— START Document section —
As a lessor endures the slings and arrows of attempting to recover its assets, the clock is running. One of the major elements of commercial aircraft maintenance is continuity—that is the foundational principle that undergirds continuous airworthiness maintenance programs (CAMPs).  These programs require that maintenance is done at specific intervals that may be defined in terms of days, months, cycles, or flight hours. When an airline becomes defunct, the continuous maintenance of airworthiness essentially ends. Marc Wilson from mba says, “you can generally go no more than seven days without a maintenance action on the airplane. Once you roll over seven says—certainly more than 14—you start to get into a problem. The lessor must get a plan in place with the type certificate holder relatively quickly.”
— END Document section —
Reproduce the entire passage above on aircraft maintenance continuity word for word.
— START Entries shown —
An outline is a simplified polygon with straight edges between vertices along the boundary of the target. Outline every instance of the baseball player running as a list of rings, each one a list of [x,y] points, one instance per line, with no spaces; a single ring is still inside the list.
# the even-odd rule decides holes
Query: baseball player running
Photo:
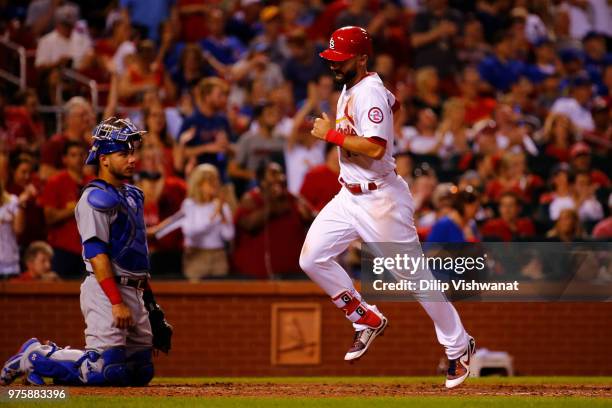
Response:
[[[360,27],[343,27],[319,54],[344,84],[335,123],[324,113],[312,135],[340,149],[340,192],[314,220],[300,256],[300,266],[353,323],[355,337],[344,359],[360,358],[387,327],[387,318],[366,303],[336,256],[357,238],[366,242],[418,243],[414,201],[406,182],[395,172],[393,111],[399,107],[380,77],[367,72],[371,38]],[[434,322],[449,360],[446,387],[469,374],[475,342],[448,301],[419,300]]]
[[[1,383],[24,375],[34,385],[49,377],[70,385],[142,386],[154,375],[153,348],[170,349],[172,328],[148,284],[144,196],[125,183],[142,133],[115,118],[94,130],[86,163],[98,166],[98,178],[83,189],[75,209],[88,272],[80,297],[85,350],[32,338],[4,364]]]

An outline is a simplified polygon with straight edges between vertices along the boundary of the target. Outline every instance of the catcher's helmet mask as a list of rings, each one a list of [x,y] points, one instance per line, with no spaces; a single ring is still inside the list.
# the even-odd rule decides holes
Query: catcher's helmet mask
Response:
[[[134,151],[142,140],[144,130],[138,130],[129,119],[108,118],[95,127],[93,146],[85,164],[98,164],[101,154]]]

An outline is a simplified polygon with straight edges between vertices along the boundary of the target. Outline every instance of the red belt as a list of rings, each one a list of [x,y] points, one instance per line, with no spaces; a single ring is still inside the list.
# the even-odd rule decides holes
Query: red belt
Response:
[[[359,184],[359,183],[346,183],[342,177],[340,177],[340,182],[346,187],[348,191],[353,194],[362,194],[364,193],[362,187],[367,187],[368,190],[378,190],[378,186],[373,181],[370,181],[368,184]]]

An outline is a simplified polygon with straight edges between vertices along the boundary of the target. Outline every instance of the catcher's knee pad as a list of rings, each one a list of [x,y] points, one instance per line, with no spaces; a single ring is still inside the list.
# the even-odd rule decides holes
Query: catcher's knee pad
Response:
[[[110,348],[102,354],[88,352],[86,382],[88,385],[130,384],[130,374],[126,364],[125,349]]]
[[[361,299],[355,289],[345,290],[332,298],[332,302],[342,309],[353,323],[377,328],[382,324],[382,316]]]
[[[127,359],[130,371],[130,385],[142,387],[147,385],[155,376],[153,367],[153,350],[141,350],[132,354]]]

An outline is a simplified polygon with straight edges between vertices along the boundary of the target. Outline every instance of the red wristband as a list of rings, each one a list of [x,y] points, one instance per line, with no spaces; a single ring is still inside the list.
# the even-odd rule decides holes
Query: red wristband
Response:
[[[344,133],[340,133],[336,129],[329,129],[325,134],[325,141],[342,147],[345,137]]]
[[[106,293],[108,300],[111,301],[111,305],[118,305],[123,302],[121,299],[121,293],[119,293],[119,288],[115,283],[114,278],[106,278],[100,282],[100,287]]]

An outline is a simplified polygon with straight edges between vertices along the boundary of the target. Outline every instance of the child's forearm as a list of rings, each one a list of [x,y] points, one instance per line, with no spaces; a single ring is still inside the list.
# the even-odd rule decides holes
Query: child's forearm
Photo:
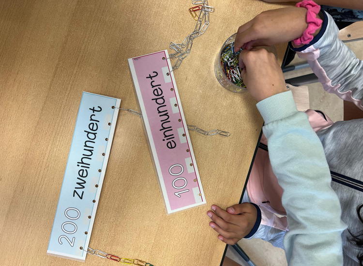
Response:
[[[289,231],[284,244],[290,265],[342,265],[339,199],[321,143],[291,91],[258,103],[272,170],[284,190]]]
[[[314,2],[319,5],[363,10],[363,0],[349,0],[348,1],[344,0],[315,0]]]
[[[330,15],[323,15],[319,34],[309,44],[293,50],[307,60],[325,90],[363,110],[363,61],[338,39],[339,30]]]

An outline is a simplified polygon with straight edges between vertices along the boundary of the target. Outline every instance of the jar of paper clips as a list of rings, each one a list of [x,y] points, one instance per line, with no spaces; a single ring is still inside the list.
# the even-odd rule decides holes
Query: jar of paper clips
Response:
[[[234,40],[237,33],[227,39],[222,45],[214,61],[214,74],[218,81],[225,88],[233,92],[247,91],[246,86],[241,77],[242,70],[238,65],[240,53],[235,53]],[[274,46],[260,46],[275,55],[277,58]]]

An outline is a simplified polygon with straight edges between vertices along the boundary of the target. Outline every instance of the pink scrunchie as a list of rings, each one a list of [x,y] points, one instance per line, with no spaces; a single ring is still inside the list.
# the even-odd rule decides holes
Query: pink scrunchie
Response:
[[[307,9],[306,22],[307,29],[304,30],[302,36],[293,41],[295,45],[307,44],[314,39],[313,35],[321,26],[323,21],[317,17],[320,11],[320,6],[312,0],[303,0],[296,4],[296,7],[304,7]]]

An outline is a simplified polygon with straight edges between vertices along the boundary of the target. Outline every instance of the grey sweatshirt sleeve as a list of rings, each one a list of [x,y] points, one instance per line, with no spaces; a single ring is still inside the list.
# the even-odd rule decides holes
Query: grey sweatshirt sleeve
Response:
[[[297,111],[291,91],[261,101],[257,107],[265,120],[272,171],[284,190],[289,265],[342,265],[341,234],[346,226],[322,146],[307,116]]]
[[[363,60],[338,39],[339,30],[333,18],[322,13],[318,34],[308,44],[292,49],[307,60],[325,90],[363,110]]]

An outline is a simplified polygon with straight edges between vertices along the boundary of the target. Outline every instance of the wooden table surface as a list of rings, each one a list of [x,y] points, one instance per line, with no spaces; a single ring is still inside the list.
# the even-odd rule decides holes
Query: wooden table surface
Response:
[[[262,119],[248,93],[220,85],[214,59],[239,26],[281,6],[209,4],[215,8],[209,27],[174,72],[187,122],[231,133],[190,133],[207,203],[166,215],[141,121],[121,111],[93,249],[155,266],[220,263],[226,245],[206,212],[238,203]],[[182,42],[196,24],[192,6],[190,0],[0,1],[0,265],[83,265],[46,254],[82,92],[137,109],[127,59]],[[280,62],[286,48],[276,46]],[[116,265],[90,255],[86,263]]]

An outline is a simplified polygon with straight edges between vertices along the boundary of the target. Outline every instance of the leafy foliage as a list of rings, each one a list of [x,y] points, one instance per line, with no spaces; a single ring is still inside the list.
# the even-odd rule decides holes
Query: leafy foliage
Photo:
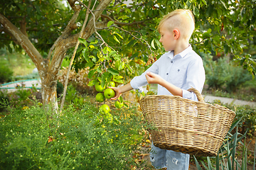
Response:
[[[110,122],[88,103],[79,110],[69,106],[58,118],[37,106],[11,109],[0,119],[1,169],[130,169],[135,165],[132,151],[142,138],[141,115],[134,108],[126,109],[126,117],[112,113]]]
[[[3,62],[0,62],[0,83],[9,82],[13,79],[14,72]]]
[[[205,56],[203,62],[208,89],[224,90],[230,93],[252,79],[246,70],[228,60],[228,58],[224,57],[213,61],[212,56]]]

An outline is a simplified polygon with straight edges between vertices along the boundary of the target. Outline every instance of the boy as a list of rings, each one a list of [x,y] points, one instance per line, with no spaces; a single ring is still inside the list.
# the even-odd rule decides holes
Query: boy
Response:
[[[201,93],[206,79],[202,59],[193,50],[189,39],[195,29],[195,19],[189,10],[178,9],[161,21],[158,30],[161,42],[167,52],[141,76],[120,87],[110,87],[116,92],[111,98],[117,99],[126,91],[139,89],[146,84],[158,84],[158,95],[174,95],[197,101],[191,86]],[[188,169],[189,154],[158,148],[152,144],[150,159],[156,169]]]

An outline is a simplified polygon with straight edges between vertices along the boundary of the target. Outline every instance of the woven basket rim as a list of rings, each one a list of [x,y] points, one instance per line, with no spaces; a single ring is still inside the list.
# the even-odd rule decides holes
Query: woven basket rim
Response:
[[[184,102],[186,101],[189,101],[190,103],[200,103],[201,105],[206,105],[206,106],[211,106],[211,107],[217,107],[218,108],[221,108],[221,109],[225,109],[225,110],[228,110],[230,112],[231,112],[233,115],[235,115],[235,111],[228,108],[227,107],[225,107],[223,106],[220,106],[216,103],[214,104],[210,104],[208,103],[206,103],[204,101],[195,101],[188,98],[183,98],[181,96],[171,96],[171,95],[146,95],[145,96],[143,96],[139,102],[144,101],[144,100],[146,100],[147,98],[163,98],[164,99],[180,99],[181,101],[184,101]]]

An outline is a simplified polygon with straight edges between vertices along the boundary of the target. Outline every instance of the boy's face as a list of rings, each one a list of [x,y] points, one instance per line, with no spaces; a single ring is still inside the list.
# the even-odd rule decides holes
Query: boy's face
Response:
[[[166,27],[166,23],[164,23],[160,28],[161,38],[159,42],[162,43],[166,51],[174,50],[175,40],[174,33],[171,33]]]

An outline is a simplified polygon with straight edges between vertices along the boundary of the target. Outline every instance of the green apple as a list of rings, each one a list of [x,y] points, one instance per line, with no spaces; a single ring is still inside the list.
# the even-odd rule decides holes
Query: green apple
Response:
[[[95,89],[98,92],[102,92],[105,90],[105,88],[106,88],[105,86],[104,86],[104,87],[102,87],[100,82],[97,82],[95,84]]]
[[[124,103],[120,103],[119,101],[117,101],[116,102],[114,102],[114,106],[117,108],[120,108],[124,106]]]
[[[115,96],[115,92],[112,89],[107,89],[104,91],[104,96],[107,98],[113,98]]]
[[[110,111],[110,108],[107,104],[103,104],[100,107],[99,110],[108,113]]]
[[[104,94],[102,93],[98,93],[96,95],[96,101],[99,101],[99,102],[102,102],[105,101],[105,96]]]
[[[114,81],[110,81],[110,86],[112,87],[115,86],[115,83]]]
[[[117,70],[121,70],[124,68],[124,62],[121,61],[116,61],[114,63],[114,68]]]

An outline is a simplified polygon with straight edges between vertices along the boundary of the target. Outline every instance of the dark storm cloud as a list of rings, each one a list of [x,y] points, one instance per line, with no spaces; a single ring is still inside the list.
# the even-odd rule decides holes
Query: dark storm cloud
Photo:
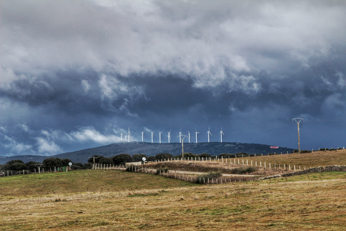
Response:
[[[1,154],[117,142],[128,127],[139,140],[144,127],[223,125],[228,141],[289,146],[285,127],[236,132],[345,118],[343,2],[0,4]]]

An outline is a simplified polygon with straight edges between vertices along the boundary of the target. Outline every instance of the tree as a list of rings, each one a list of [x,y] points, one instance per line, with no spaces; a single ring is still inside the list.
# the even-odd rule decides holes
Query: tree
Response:
[[[41,163],[39,162],[36,162],[36,161],[29,161],[26,163],[25,165],[28,167],[28,170],[31,171],[31,172],[34,172],[35,171],[36,168],[37,168],[37,167],[35,166],[35,165],[38,163]]]
[[[99,163],[103,165],[113,165],[114,164],[111,158],[107,158],[107,157],[101,158],[99,161]]]
[[[142,161],[142,159],[143,157],[145,157],[146,159],[147,155],[145,154],[134,154],[131,157],[131,159],[133,162],[138,162]]]
[[[95,157],[95,162],[98,163],[98,162],[99,160],[100,159],[103,158],[104,157],[103,156],[99,156],[98,155],[94,155],[92,156],[92,157],[89,158],[88,160],[88,163],[94,163],[94,158],[93,157]]]
[[[63,166],[68,166],[69,163],[72,162],[72,161],[70,159],[63,159],[61,161],[63,162]]]
[[[169,153],[159,153],[155,155],[155,157],[157,159],[160,160],[164,160],[165,159],[168,160],[169,158],[170,159],[171,158],[173,158],[173,156]]]
[[[21,171],[27,170],[28,167],[22,160],[13,160],[6,162],[6,164],[1,166],[1,170],[14,170]]]
[[[49,168],[50,167],[61,167],[63,166],[62,160],[60,158],[51,157],[45,159],[42,161],[42,164],[45,167]]]
[[[210,154],[208,154],[207,153],[206,153],[205,152],[204,152],[204,153],[202,153],[202,154],[200,154],[199,155],[199,156],[200,157],[201,157],[201,157],[204,157],[204,158],[208,157],[208,158],[209,158],[209,157],[211,157],[211,155],[210,155]]]
[[[128,154],[121,154],[113,157],[113,162],[116,165],[124,165],[131,161],[131,156]]]
[[[181,154],[180,155],[178,155],[177,156],[174,156],[174,157],[178,158],[181,158],[182,157],[183,155]],[[189,159],[191,159],[191,157],[193,158],[194,158],[196,157],[196,158],[198,158],[198,155],[197,154],[194,154],[193,153],[191,153],[191,152],[184,152],[184,157],[187,158],[188,157]]]

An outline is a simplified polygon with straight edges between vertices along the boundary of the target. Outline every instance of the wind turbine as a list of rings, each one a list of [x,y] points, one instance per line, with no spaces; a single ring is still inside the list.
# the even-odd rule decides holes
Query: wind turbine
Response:
[[[221,126],[221,131],[220,132],[220,135],[221,136],[221,143],[222,143],[222,135],[225,135],[225,134],[222,132],[222,126]]]
[[[167,132],[168,133],[168,143],[169,143],[170,142],[170,140],[171,139],[171,130],[170,130],[169,132],[168,131],[167,131]]]
[[[162,133],[162,132],[160,132],[160,131],[159,131],[158,130],[157,131],[158,131],[158,134],[160,135],[160,143],[161,144],[161,133]]]
[[[196,128],[195,128],[195,130],[196,130],[196,132],[195,133],[196,133],[196,143],[197,143],[197,134],[199,133],[197,132],[197,130],[196,129]]]
[[[128,133],[128,137],[127,137],[127,138],[128,138],[128,139],[127,139],[128,140],[129,142],[130,142],[130,135],[132,135],[132,134],[131,134],[130,133],[130,128],[129,127],[129,132],[128,132],[127,133]]]
[[[208,134],[208,143],[209,142],[209,134],[210,134],[210,135],[211,135],[212,136],[213,136],[213,135],[211,134],[211,133],[210,133],[210,127],[209,127],[209,130],[208,130],[208,132],[207,133]]]

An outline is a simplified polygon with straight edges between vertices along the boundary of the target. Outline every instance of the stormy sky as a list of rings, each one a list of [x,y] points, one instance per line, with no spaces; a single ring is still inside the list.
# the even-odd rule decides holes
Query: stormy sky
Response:
[[[0,0],[0,24],[1,156],[129,127],[297,148],[296,117],[302,149],[346,146],[344,1]]]

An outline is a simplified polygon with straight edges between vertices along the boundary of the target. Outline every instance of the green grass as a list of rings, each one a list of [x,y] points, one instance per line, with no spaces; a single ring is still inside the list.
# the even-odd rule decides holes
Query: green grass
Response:
[[[117,170],[81,170],[1,177],[0,195],[117,192],[195,185],[187,181],[144,173]]]

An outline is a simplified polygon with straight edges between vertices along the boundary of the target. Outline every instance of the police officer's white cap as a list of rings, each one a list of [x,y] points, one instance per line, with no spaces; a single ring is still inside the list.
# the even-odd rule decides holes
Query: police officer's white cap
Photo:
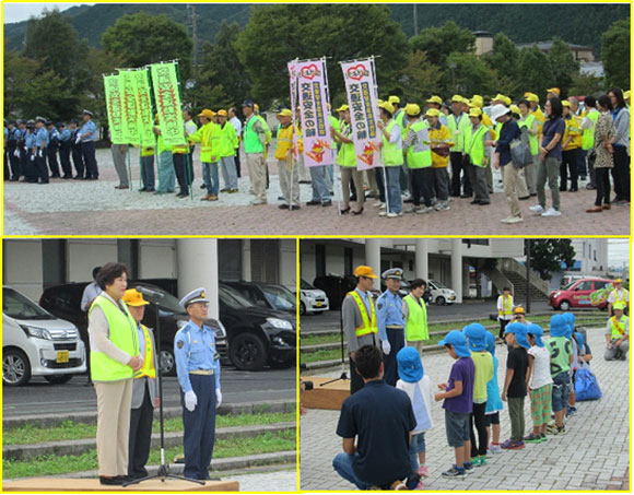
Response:
[[[185,308],[193,303],[209,303],[209,299],[206,296],[204,287],[195,288],[183,299],[180,299],[180,306]]]
[[[403,270],[402,268],[390,268],[381,273],[385,280],[387,279],[396,279],[396,280],[403,280]]]

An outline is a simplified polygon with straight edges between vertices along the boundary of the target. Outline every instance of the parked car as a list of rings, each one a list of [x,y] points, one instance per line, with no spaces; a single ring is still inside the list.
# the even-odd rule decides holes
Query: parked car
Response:
[[[39,298],[39,305],[52,313],[59,318],[72,321],[79,329],[80,337],[84,341],[86,347],[90,347],[89,341],[89,320],[87,314],[80,308],[81,298],[84,287],[87,283],[74,283],[56,285],[44,291]],[[164,286],[172,286],[171,284],[162,284]],[[145,281],[131,281],[128,283],[129,287],[142,286],[151,288],[163,294],[162,298],[152,299],[144,296],[150,302],[158,303],[158,318],[161,321],[161,369],[165,376],[176,376],[176,361],[174,358],[174,337],[176,332],[183,328],[189,320],[189,315],[180,306],[179,300],[157,285],[146,283]],[[176,290],[175,285],[174,290]],[[156,313],[154,307],[145,309],[145,316],[142,323],[148,328],[156,331]],[[212,328],[215,334],[215,344],[221,358],[226,358],[228,355],[226,330],[223,325],[212,318],[204,320],[204,325]]]
[[[591,308],[598,307],[606,309],[608,302],[592,306],[590,294],[601,288],[609,288],[614,285],[614,281],[609,279],[582,279],[571,282],[563,288],[552,291],[548,298],[549,306],[553,309],[567,311],[571,308]]]
[[[324,291],[300,280],[300,315],[320,315],[330,309],[330,300]]]
[[[225,283],[219,284],[220,319],[227,330],[230,360],[238,369],[255,372],[266,364],[290,367],[297,344],[296,315],[251,300]]]
[[[438,306],[456,302],[456,292],[453,288],[447,287],[437,280],[428,280],[427,285],[431,293],[430,302],[434,302]]]
[[[3,286],[2,382],[14,387],[43,376],[64,384],[85,372],[86,350],[77,327]]]
[[[297,314],[297,297],[283,285],[260,282],[222,282],[235,288],[254,306]]]

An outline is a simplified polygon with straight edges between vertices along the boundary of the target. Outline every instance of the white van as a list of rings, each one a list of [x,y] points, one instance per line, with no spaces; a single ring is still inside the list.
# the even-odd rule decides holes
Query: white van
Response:
[[[24,294],[2,287],[2,382],[20,386],[32,376],[64,384],[86,372],[86,350],[77,327]]]

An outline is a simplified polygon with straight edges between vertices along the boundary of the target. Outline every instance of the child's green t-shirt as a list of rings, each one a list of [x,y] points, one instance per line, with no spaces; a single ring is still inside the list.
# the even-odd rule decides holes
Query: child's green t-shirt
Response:
[[[493,356],[488,351],[471,351],[471,360],[476,366],[473,380],[473,403],[486,402],[486,384],[493,378]]]

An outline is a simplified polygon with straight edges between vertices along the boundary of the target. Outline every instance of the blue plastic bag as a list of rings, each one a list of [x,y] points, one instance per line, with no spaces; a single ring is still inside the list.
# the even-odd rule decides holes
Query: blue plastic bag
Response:
[[[601,398],[601,389],[597,377],[589,368],[579,368],[575,376],[575,393],[578,401],[598,400]]]

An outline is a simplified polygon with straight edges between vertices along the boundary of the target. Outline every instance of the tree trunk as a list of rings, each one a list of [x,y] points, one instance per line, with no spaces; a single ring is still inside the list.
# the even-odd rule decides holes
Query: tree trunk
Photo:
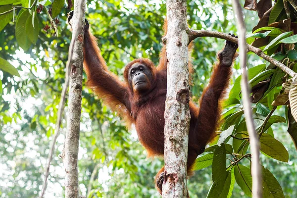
— END Entries shown —
**Solution for this task**
As a lessor endures the slings and arrows of attempting to recover its assets, the clock is running. One of the major elements of commercial aircraft maintenance is continuity—that is the foundational principle that undergirds continuous airworthiness maintenance programs (CAMPs).  These programs require that maintenance is done at specific intervals that may be defined in terms of days, months, cycles, or flight hours. When an airline becomes defunct, the continuous maintenance of airworthiness essentially ends. Marc Wilson from mba says, “you can generally go no more than seven days without a maintenance action on the airplane. Once you roll over seven says—certainly more than 14—you start to get into a problem. The lessor must get a plan in place with the type certificate holder relatively quickly.”